Referring expression data:

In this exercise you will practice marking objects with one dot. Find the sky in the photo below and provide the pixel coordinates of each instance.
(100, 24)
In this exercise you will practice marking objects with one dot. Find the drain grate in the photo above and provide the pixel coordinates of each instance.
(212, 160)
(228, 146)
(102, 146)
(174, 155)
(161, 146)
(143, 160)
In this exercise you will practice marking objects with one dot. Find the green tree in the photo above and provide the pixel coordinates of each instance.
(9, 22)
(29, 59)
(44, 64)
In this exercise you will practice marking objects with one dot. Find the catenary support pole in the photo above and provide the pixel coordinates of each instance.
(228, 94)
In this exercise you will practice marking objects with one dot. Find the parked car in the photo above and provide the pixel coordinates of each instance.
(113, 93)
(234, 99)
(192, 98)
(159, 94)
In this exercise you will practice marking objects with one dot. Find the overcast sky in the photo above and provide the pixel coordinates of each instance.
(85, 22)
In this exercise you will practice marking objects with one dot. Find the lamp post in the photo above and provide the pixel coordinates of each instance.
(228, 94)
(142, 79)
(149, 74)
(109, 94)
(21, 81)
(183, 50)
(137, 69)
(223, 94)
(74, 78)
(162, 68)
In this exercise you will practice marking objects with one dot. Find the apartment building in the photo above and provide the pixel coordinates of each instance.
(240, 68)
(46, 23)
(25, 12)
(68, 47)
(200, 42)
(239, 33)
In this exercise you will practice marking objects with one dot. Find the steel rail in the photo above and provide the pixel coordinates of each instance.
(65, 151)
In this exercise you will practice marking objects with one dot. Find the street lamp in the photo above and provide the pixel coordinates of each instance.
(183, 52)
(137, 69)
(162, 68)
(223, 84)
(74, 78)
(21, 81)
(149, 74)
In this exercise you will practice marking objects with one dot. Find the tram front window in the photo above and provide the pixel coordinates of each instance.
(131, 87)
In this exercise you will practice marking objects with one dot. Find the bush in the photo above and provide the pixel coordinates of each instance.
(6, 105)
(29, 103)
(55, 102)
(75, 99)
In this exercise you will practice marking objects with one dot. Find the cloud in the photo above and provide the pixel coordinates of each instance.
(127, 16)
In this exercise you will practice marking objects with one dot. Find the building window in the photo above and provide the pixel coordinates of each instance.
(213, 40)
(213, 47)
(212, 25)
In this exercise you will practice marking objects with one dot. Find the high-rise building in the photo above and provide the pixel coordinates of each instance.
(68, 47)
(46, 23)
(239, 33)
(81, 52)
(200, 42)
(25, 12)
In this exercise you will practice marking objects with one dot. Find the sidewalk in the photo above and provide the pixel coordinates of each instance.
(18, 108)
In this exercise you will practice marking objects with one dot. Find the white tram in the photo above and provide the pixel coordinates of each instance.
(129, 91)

[WORK INSTRUCTIONS]
The response should consist of all the entries, set down exactly.

[ANSWER SECTION]
In this exercise you will practice marking objects with one dot. Find the sky in the photo below and provide the pixel coordinates of each instance.
(100, 24)
In this exercise you will practice marking objects with one dot. Find the drain grate in the photo above and provide the pixel coordinates of each instance.
(212, 160)
(228, 146)
(102, 146)
(174, 155)
(161, 146)
(143, 160)
In this exercise you will practice marking objects with one dot. Find the green tree in the photo above and provide the pixel coordinates of each instance.
(9, 22)
(29, 59)
(44, 64)
In this exercise you will practice marking objects with one dot. Find the catenary support pole in the photo above and provide the pixel coordinates of each instance.
(228, 94)
In this exercise you will practice marking objects with one dot. Find the parked car in the photo above and provide the pixel coordinates of each instance.
(113, 93)
(234, 99)
(192, 98)
(159, 94)
In this exercise you will practice marking objects with one dot. Find the overcast sky in the photo above and provide the pixel coordinates of each instance.
(85, 22)
In this exercise you will practice marking objects with one dot. Find the lamp post in the photo above and provide the pixel coordinates of each instance.
(228, 94)
(142, 79)
(149, 74)
(109, 94)
(21, 81)
(183, 50)
(137, 69)
(223, 94)
(74, 78)
(162, 68)
In this exercise you will practice marking objects with one dot. Find the apartment building in the photo above and provide the pixel coordinates of each instance.
(240, 68)
(46, 23)
(25, 12)
(68, 47)
(200, 42)
(239, 33)
In this exercise you will practice marking objects with one dot. Find the steel rail in the photo above and provide the pixel coordinates of each instance.
(65, 151)
In this exercise you will practice marking objects with one dot. Find the street lamp in the photo above and provide the pixel coordinates of each instance.
(183, 52)
(137, 69)
(162, 68)
(223, 84)
(74, 78)
(21, 81)
(149, 74)
In this exercise you will practice marking objects with one dot. Find the tram front window in the photo above and provide the pixel coordinates of each instance.
(131, 87)
In this exercise you will practice marking objects with one dot. Find the bush in the photo above and provide the pixel coordinates of each instance.
(6, 105)
(29, 103)
(55, 102)
(75, 99)
In this exercise you will practice marking objects with one dot. Find the cloud in the photo above and provide the pixel coordinates of each instance.
(127, 16)
In this exercise you will practice marking objects with one dot. Find the building window in the photo above and provide the pixel coordinates of each instance.
(213, 40)
(213, 47)
(212, 25)
In this exercise you will practice marking objects with one dot. Find the high-rise building in the photo above and provide the pixel coordinates of each instance.
(68, 47)
(46, 23)
(239, 33)
(81, 52)
(200, 42)
(25, 12)
In this exercise you will practice marking objects with one dot. Find the sidewalk in the photo above and provide the pixel coordinates of each instance.
(18, 108)
In this exercise you will practice marking objects with one dot. Find the white tram in the photo above and provide the pixel coordinates of each instance.
(129, 91)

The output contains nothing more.